INSTRUCTIONS FOR THE TASK:
Reproduce the pull request text below about Http::pool() concurrency word for word, from start to finish.

Skip to content

Conversation

@cosmastech
Copy link
Contributor

@cosmastech cosmastech commented Nov 29, 2025

Fixes

We introduce a LazyPromise in order to not add all the requests the curl multihandler simultaneously. As it was written originally:

  • A PendingRequest set to async that calls send() adds a request to the CurlMultiHandler
  • When any promise tied to the same multi-handler is waited, all of the requests are fired off because they've already been stacked on the handler
  • The concurrency parameter at that point only serves to resolve N number of requests, without paying any mind to the fact that they've already been dispatched

Now, once we have the requests for the pool, we batch them by $concurrency and only at that time do we add them to the CurlMultiHandler queue.

This aligns with my expectation and the Laravel docs that Http::pool() will only have $concurrency number of simultaneous requests in flight.

Testing

I added a simple node JS server since using Herd was confounding the results

node-server.js
import http from 'http'

const PORT = process.env.PORT || 4000;

const server = http.createServer(async (req, res) => {
  const url = new URL(req.url, `http://${req.headers.host}`);

  if (url.pathname === '/test') {
    const run = url.searchParams.get('run') ?? 'unknown';
    const sleepTime = parseInt(url.searchParams.get('sleep') ?? 4);
    const start = new Date().toISOString();
    console.log(`[${start}] received run=${run} sleeping for: ${sleepTime}`);

    // Simulate work
    await new Promise(resolve => setTimeout(resolve, sleepTime * 1000));

    const done = new Date().toISOString();
    console.log(`[${done}] finished run=${run}`);

    res.writeHead(200, { 'Content-Type': 'text/plain' });
    res.end(String(Math.floor(Math.random() * 900) + 100));
    return;
  }

  res.writeHead(404, { 'Content-Type': 'text/plain' });
  res.end('Not Found');
});

server.listen(PORT, () => {
  console.log(`Server listening on http://localhost:${PORT}`);
});

I then added a test locally like so:

Additional Test
public function test_concurrency()

ENTRIES SUPPLIED:
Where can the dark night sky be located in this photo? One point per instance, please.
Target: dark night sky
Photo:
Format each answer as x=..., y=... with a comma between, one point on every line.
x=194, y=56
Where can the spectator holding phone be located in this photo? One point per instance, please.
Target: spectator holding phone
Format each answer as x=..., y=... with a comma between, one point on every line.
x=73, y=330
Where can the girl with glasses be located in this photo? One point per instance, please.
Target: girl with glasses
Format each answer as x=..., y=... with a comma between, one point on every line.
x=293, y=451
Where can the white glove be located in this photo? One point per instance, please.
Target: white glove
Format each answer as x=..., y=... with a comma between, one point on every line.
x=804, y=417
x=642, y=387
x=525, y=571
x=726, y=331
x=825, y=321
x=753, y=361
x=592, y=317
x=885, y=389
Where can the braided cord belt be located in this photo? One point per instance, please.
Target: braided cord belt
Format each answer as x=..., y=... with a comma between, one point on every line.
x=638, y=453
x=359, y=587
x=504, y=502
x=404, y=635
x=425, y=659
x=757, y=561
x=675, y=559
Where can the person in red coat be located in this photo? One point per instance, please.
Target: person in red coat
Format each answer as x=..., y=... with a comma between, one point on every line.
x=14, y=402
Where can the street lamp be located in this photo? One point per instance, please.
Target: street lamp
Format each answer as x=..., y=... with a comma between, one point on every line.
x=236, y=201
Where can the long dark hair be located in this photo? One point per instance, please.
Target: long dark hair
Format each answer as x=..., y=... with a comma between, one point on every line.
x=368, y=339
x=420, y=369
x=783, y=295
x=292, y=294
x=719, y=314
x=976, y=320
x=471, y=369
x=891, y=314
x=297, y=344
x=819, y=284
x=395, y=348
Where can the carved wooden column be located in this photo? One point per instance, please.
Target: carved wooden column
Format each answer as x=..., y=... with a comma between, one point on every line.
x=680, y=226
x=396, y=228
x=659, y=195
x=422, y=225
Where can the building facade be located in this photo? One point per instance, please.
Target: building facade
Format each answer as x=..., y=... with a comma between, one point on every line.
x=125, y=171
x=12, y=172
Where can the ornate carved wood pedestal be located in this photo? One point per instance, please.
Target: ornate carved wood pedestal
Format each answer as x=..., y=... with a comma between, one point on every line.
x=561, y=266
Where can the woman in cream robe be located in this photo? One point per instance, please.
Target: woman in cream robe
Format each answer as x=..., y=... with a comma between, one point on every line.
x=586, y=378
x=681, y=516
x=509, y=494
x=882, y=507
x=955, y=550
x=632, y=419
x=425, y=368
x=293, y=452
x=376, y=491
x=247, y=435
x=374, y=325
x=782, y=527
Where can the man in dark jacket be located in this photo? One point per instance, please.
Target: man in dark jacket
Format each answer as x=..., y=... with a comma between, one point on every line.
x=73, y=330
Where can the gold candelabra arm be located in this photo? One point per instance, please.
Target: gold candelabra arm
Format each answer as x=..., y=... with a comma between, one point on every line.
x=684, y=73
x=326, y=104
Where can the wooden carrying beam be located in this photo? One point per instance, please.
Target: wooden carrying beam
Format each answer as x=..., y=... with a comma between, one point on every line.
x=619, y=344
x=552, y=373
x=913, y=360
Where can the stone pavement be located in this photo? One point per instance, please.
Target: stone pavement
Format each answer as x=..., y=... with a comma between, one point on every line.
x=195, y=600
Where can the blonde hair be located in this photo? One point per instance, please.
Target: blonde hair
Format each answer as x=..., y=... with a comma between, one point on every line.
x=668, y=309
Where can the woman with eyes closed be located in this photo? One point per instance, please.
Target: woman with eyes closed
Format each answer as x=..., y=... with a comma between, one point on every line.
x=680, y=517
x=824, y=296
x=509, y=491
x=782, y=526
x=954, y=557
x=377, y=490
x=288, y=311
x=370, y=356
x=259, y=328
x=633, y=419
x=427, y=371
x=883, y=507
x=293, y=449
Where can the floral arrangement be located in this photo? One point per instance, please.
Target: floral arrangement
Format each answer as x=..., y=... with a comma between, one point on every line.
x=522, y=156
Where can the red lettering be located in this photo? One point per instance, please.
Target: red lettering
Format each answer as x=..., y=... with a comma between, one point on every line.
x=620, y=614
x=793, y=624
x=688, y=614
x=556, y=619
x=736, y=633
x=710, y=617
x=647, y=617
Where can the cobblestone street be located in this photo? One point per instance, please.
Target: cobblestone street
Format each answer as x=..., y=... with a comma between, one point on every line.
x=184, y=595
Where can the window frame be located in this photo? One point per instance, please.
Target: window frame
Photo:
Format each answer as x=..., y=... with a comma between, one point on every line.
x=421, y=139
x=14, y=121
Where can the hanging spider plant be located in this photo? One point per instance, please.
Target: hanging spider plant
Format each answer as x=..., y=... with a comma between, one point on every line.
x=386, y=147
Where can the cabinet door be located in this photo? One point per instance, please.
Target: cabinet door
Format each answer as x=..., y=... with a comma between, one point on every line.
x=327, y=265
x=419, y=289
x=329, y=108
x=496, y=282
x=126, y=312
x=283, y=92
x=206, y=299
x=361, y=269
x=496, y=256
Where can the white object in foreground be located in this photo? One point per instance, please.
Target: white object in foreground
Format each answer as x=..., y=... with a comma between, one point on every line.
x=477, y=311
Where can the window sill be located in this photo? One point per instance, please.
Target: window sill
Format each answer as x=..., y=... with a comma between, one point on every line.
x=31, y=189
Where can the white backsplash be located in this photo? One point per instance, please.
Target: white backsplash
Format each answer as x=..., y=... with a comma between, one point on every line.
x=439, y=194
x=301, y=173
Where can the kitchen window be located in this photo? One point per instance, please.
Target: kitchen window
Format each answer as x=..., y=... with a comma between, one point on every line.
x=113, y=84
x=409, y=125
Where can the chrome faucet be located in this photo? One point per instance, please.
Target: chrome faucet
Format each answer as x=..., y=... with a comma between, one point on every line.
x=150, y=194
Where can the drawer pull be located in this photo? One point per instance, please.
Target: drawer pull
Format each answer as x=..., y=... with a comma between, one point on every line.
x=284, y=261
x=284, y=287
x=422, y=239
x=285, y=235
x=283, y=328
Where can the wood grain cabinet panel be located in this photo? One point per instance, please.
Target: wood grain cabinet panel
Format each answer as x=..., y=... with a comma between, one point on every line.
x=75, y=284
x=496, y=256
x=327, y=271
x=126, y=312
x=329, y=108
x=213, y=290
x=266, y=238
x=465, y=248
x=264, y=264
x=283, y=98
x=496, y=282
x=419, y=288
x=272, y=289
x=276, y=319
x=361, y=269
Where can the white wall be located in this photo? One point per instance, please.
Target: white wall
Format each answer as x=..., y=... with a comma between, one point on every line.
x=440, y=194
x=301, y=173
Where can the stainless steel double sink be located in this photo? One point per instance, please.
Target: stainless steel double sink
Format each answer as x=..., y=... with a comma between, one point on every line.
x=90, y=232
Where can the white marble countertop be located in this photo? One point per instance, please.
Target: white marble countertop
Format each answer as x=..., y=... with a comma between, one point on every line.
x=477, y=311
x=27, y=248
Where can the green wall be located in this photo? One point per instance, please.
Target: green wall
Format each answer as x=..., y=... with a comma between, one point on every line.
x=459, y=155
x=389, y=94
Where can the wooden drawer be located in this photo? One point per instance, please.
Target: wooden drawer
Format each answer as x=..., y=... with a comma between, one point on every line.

WRITTEN RESPONSE:
Skip to content

Conversation

@cosmastech
Copy link
Contributor

@cosmastech cosmastech commented Nov 29, 2025

Fixes

We introduce a LazyPromise in order to not add all the requests the curl multihandler simultaneously. As it was written originally:

  • A PendingRequest set to async that calls send() adds a request to the CurlMultiHandler
  • When any promise tied to the same multi-handler is waited, all of the requests are fired off because they've already been stacked on the handler
  • The concurrency parameter at that point only serves to resolve N number of requests, without paying any mind to the fact that they've already been dispatched

Now, once we have the requests for the pool, we batch them by $concurrency and only at that time do we add them to the CurlMultiHandler queue.

This aligns with my expectation and the Laravel docs that Http::pool() will only have $concurrency number of simultaneous requests in flight.

Testing

I added a simple node JS server since using Herd was confounding the results

node-server.js
import http from 'http'

const PORT = process.env.PORT || 4000;

const server = http.createServer(async (req, res) => {
  const url = new URL(req.url, `http://${req.headers.host}`);

  if (url.pathname === '/test') {
    const run = url.searchParams.get('run') ?? 'unknown';
    const sleepTime = parseInt(url.searchParams.get('sleep') ?? 4);
    const start = new Date().toISOString();
    console.log(`[${start}] received run=${run} sleeping for: ${sleepTime}`);

    // Simulate work
    await new Promise(resolve => setTimeout(resolve, sleepTime * 1000));

    const done = new Date().toISOString();
    console.log(`[${done}] finished run=${run}`);

    res.writeHead(200, { 'Content-Type': 'text/plain' });
    res.end(String(Math.floor(Math.random() * 900) + 100));
    return;
  }

  res.writeHead(404, { 'Content-Type': 'text/plain' });
  res.end('Not Found');
});

server.listen(PORT, () => {
  console.log(`Server listening on http://localhost:${PORT}`);
});

I then added a test locally like so:

Additional Test
public function test_concurrency()